◆ **YOUR TASK**
Please print the entries below exactly, from the line with "Query: shoreline" through the line with "like [(661, 504)].", including both of those lines and leaving out all others.

Point-per-instance localization data
┏━━
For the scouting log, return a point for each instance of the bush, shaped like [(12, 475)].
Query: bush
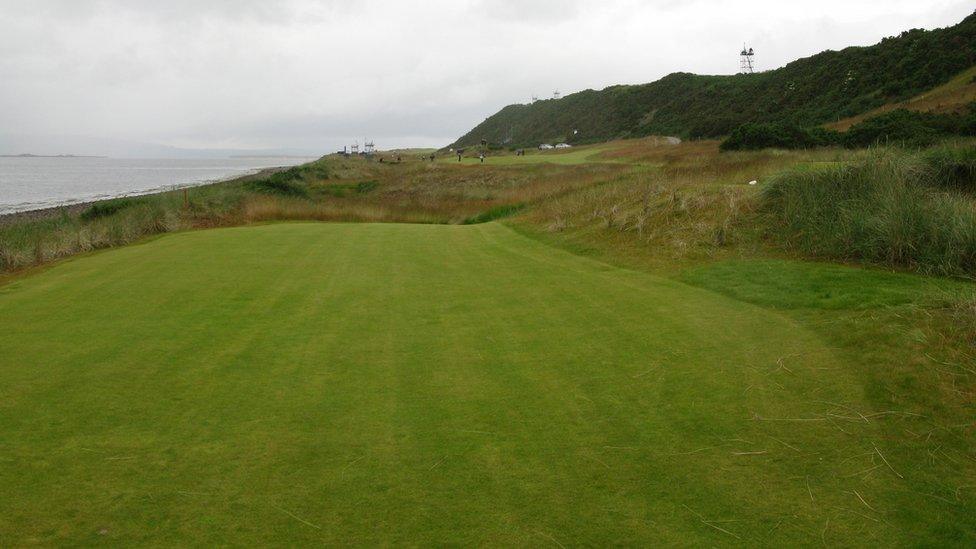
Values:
[(882, 209), (498, 212), (367, 186), (904, 128), (952, 167), (778, 135)]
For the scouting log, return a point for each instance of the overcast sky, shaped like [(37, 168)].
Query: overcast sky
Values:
[(319, 73)]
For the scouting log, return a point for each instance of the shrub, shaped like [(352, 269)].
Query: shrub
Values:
[(881, 209), (904, 128), (367, 186), (498, 212), (778, 135), (282, 183)]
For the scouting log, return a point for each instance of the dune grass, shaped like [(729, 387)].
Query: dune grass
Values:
[(891, 208), (430, 384)]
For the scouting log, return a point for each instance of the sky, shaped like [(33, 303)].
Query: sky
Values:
[(318, 74)]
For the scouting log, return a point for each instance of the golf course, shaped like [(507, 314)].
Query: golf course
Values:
[(378, 384), (309, 300)]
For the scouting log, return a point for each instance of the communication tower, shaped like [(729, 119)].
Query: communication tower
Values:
[(747, 60)]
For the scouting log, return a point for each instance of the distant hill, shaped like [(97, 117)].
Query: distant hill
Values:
[(825, 88)]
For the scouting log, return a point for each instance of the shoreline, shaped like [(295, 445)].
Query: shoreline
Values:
[(75, 208)]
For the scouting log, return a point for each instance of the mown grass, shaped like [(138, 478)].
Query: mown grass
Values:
[(403, 384), (888, 209)]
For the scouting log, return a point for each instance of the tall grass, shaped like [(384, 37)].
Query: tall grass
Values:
[(889, 208)]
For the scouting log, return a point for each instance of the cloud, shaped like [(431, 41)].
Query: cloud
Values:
[(307, 73)]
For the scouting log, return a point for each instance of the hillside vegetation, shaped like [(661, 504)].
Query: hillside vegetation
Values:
┗━━
◆ **SOLUTION TO THIS EXERCISE**
Query: shoreline
Values:
[(75, 208)]
For the scouting log, return a point for each instance of the mown grass, shaped like [(138, 478)].
Query: mown grass
Values:
[(403, 384), (888, 209)]
For the scouting log, return a point for each instance of the tall grass, shaped like [(384, 37)].
Query: tall grass
Values:
[(889, 208)]
For the scouting log, return a point for each instance of the cloud, shaped like [(431, 41)].
Query: cloud
Values:
[(307, 73)]
For the scouting log, return a point for each instance of the hillside vegetation, shaped like [(661, 504)].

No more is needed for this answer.